> [RECORDS FOR THE TASK]:
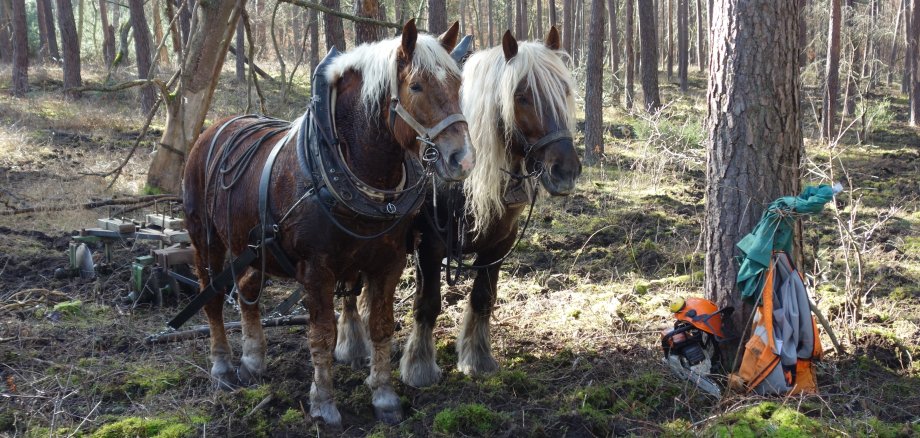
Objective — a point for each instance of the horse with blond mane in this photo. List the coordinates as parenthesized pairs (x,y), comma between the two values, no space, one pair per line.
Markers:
(519,102)
(331,194)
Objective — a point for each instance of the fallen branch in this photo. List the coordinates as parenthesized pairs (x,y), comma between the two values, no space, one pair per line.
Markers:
(94,204)
(204,331)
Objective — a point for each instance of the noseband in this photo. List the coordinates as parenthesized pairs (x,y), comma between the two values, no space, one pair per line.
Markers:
(425,135)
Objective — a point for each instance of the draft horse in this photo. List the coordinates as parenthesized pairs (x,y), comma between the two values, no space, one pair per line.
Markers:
(333,195)
(519,102)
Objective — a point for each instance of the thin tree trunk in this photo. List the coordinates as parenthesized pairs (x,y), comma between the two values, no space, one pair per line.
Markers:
(683,40)
(630,53)
(755,134)
(69,41)
(649,55)
(894,41)
(20,43)
(833,71)
(335,33)
(614,38)
(142,52)
(567,24)
(201,68)
(108,34)
(700,53)
(437,16)
(594,82)
(6,31)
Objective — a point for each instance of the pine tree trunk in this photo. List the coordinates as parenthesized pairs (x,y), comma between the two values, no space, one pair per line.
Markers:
(365,33)
(700,53)
(594,83)
(437,16)
(833,72)
(614,38)
(683,40)
(69,41)
(630,53)
(20,43)
(6,31)
(567,25)
(335,33)
(649,56)
(186,112)
(755,134)
(108,34)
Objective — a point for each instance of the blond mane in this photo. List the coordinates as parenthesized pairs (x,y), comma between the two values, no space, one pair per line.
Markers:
(377,64)
(487,99)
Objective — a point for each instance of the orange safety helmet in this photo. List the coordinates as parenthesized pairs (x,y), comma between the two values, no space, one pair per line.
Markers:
(702,314)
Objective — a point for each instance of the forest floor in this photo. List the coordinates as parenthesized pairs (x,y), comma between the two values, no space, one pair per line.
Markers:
(576,329)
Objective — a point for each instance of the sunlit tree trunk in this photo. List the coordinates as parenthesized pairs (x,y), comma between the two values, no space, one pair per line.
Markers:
(755,134)
(20,43)
(185,114)
(832,72)
(630,53)
(649,56)
(69,41)
(594,85)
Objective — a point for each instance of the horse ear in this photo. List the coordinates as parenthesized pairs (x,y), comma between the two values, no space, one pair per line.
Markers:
(409,36)
(509,45)
(552,39)
(449,39)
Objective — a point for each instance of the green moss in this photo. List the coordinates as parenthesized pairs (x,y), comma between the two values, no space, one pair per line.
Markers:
(768,419)
(469,419)
(145,428)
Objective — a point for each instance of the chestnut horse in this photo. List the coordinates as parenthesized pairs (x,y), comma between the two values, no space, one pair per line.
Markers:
(382,96)
(519,101)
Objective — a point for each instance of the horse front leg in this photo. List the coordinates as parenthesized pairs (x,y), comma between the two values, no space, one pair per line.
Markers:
(352,343)
(474,347)
(252,363)
(380,292)
(418,366)
(319,285)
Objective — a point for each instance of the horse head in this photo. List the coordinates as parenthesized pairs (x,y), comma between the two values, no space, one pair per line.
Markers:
(543,113)
(424,111)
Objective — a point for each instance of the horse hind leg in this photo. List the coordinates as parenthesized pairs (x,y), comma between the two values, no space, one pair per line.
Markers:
(418,366)
(352,342)
(474,347)
(252,362)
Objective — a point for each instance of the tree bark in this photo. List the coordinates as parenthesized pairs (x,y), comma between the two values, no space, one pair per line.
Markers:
(614,38)
(567,25)
(755,135)
(20,43)
(832,72)
(6,45)
(335,32)
(594,85)
(69,41)
(649,56)
(683,40)
(186,112)
(630,53)
(700,53)
(364,32)
(437,16)
(108,34)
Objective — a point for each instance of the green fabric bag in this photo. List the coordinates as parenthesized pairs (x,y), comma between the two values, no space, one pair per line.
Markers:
(774,232)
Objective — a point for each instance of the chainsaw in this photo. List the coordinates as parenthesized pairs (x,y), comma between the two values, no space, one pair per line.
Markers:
(691,347)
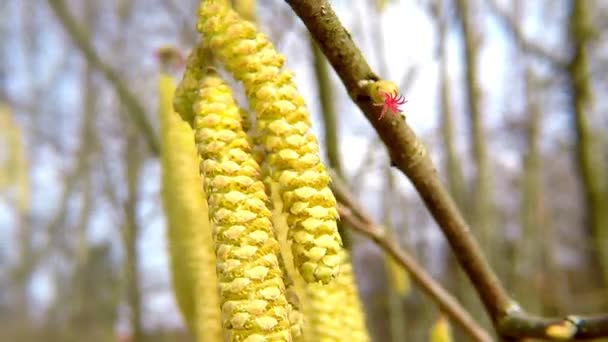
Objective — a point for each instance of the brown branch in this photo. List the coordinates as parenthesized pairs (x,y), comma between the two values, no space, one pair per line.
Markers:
(406,152)
(409,155)
(360,221)
(82,41)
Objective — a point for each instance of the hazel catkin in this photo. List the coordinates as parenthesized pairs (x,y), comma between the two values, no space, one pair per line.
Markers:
(252,292)
(283,128)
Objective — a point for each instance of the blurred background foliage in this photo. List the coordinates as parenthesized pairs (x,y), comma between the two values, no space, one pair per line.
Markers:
(507,95)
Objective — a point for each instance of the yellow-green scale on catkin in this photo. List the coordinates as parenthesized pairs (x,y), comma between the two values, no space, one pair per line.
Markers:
(335,308)
(252,292)
(283,125)
(190,244)
(185,93)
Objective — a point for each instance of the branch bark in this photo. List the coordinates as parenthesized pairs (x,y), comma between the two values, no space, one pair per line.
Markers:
(361,222)
(409,155)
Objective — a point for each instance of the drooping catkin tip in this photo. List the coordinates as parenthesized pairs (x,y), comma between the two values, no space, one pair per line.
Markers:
(283,125)
(254,307)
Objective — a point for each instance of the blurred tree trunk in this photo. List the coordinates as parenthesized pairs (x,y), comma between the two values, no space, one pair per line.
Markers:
(131,234)
(482,210)
(588,154)
(394,297)
(330,123)
(451,164)
(528,252)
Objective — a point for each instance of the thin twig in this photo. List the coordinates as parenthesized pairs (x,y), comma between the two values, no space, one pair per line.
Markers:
(360,221)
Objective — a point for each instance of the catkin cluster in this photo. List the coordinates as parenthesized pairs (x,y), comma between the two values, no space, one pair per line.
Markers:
(283,127)
(261,295)
(254,306)
(189,234)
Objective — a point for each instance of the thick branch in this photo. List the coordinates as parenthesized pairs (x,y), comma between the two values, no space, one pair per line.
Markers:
(409,155)
(406,151)
(82,41)
(361,222)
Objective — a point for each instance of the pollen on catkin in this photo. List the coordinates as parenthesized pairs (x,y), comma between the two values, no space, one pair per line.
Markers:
(254,307)
(283,127)
(188,230)
(185,93)
(335,310)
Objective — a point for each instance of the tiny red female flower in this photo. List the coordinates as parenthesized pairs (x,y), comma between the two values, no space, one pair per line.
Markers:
(390,103)
(386,94)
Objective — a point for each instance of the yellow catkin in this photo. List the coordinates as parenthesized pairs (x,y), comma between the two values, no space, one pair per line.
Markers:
(245,8)
(189,234)
(336,312)
(254,307)
(282,121)
(441,331)
(185,93)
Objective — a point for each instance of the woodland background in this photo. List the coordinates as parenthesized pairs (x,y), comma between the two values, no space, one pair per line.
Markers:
(510,109)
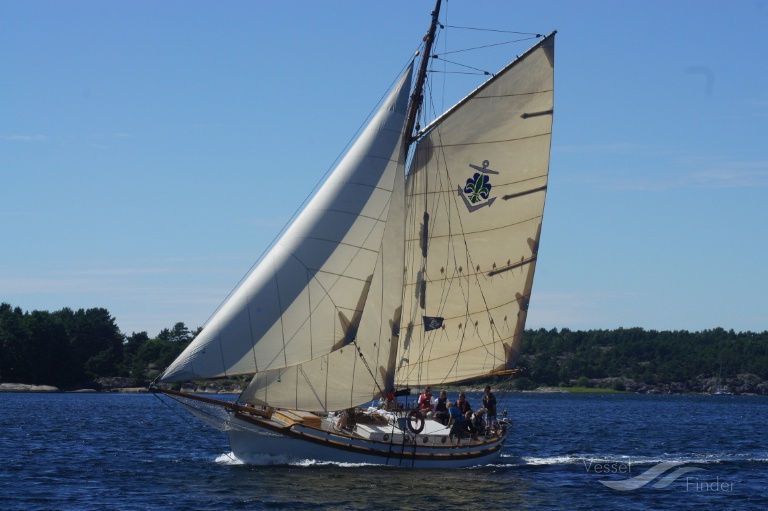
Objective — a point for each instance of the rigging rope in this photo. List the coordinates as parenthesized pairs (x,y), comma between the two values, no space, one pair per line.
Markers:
(189,423)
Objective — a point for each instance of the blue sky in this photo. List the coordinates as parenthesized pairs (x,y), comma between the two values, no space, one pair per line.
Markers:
(150,151)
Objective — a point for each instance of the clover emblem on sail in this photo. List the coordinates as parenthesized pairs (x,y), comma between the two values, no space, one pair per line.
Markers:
(477,191)
(477,188)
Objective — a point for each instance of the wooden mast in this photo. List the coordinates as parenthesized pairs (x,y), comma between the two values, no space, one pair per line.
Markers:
(417,97)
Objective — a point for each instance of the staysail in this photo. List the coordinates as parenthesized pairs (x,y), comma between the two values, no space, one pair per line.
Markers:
(475,200)
(305,298)
(362,370)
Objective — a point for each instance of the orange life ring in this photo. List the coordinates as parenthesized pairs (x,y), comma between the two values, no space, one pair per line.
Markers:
(415,422)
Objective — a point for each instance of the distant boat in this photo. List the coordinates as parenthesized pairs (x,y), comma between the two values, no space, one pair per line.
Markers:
(719,390)
(386,281)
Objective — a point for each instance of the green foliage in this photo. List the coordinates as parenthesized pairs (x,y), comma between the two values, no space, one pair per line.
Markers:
(70,349)
(574,357)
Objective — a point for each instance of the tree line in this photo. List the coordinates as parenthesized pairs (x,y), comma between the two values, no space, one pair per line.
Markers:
(657,358)
(71,349)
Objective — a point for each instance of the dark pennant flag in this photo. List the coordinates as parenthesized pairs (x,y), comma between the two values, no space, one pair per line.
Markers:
(432,323)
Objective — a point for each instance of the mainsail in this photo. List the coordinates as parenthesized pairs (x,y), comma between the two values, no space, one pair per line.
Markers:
(475,195)
(306,297)
(386,280)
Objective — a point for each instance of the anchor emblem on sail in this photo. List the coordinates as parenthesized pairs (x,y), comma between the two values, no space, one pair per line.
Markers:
(478,188)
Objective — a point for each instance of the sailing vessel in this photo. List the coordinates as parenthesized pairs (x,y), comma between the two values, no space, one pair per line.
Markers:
(719,389)
(390,280)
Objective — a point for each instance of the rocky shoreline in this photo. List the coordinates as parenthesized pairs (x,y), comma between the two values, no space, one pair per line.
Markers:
(744,385)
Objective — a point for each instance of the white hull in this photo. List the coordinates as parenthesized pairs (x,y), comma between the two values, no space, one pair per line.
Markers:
(254,438)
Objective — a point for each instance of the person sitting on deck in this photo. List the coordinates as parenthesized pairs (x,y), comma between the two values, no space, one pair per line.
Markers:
(441,409)
(391,402)
(425,402)
(463,404)
(489,404)
(457,422)
(477,422)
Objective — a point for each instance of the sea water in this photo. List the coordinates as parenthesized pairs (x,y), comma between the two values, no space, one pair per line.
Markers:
(565,452)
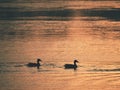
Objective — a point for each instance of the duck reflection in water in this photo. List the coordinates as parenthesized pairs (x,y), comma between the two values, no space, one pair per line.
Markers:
(35,64)
(71,66)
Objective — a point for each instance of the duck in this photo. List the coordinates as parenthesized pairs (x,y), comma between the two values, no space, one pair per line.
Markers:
(71,66)
(35,64)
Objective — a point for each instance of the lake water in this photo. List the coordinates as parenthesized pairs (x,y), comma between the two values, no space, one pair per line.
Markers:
(57,32)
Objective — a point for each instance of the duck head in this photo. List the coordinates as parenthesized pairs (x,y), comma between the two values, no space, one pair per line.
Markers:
(76,61)
(38,60)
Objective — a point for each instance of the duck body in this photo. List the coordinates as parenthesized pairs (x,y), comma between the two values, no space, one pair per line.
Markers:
(34,64)
(70,66)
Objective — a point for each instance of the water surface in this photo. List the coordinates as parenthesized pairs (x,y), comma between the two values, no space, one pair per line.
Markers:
(59,32)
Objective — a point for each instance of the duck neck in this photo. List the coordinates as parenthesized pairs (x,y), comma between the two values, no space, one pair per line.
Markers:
(38,62)
(75,64)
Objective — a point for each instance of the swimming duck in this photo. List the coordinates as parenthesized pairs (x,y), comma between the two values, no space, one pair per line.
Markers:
(69,66)
(34,64)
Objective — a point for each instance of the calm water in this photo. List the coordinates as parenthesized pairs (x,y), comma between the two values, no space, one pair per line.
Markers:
(58,32)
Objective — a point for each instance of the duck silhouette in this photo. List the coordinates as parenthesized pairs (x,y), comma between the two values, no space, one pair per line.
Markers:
(35,64)
(71,66)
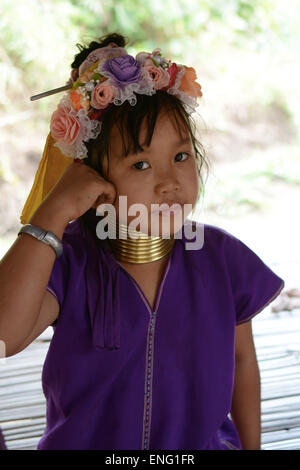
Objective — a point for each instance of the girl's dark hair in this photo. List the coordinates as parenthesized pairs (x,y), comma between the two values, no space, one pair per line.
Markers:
(130,118)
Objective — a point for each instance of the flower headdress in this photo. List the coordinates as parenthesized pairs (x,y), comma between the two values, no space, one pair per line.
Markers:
(109,75)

> [REQUIREMENT]: Drop the pictures, then reproduce exactly the lines from the one with "Objective — a point for each instance of the duck body" through the final line of the listing.

> [CORRECT RESULT]:
Objective — a point for each instance of the duck body in this photo. List the coordinates as parenthesized pairs (x,y), comma between the two values, no space, one pair per line.
Markers:
(34,64)
(70,66)
Objective — a point for each instance of the water surface in this photo. List the coordinates as parenthesized pairs (x,y), comma between the two values, no space, one pair per line.
Markers:
(59,32)
Objective — a point for each instance of the duck neck in this photo. List the coordinates as parenthesized pairs (x,y), comma between the two values, no space, one pair per line.
Markers:
(38,62)
(75,64)
Objective — a point for each instance of the swimming duck in this photo. List the coordinates as parenthesized pairs (x,y), comma between the two values, no space, one pair per line.
Markers:
(69,66)
(34,64)
Objective — a point for each instance of the calm water in this photo. List the coordinates as parenthesized pairs (x,y), comma between the two values, no space, one pair per line.
Markers:
(58,32)
Objective — a point for each instance of the duck silhouette in this photo. List the coordinates as parenthesized pairs (x,y), comma between the two values, no space, one pair per line.
Markers:
(35,64)
(71,66)
Objective — a point for each instance of the girl's dark hair in this photo. List the coordinates as parenthesized pairs (x,y), comma between the two values, no space, one pair per line.
Markers:
(130,118)
Objective — a point for each instance of the flower headdress in this photo. List the coordinates as parenthesized pairs (x,y), comma between the two values, no space, one pair per line.
Markers:
(109,75)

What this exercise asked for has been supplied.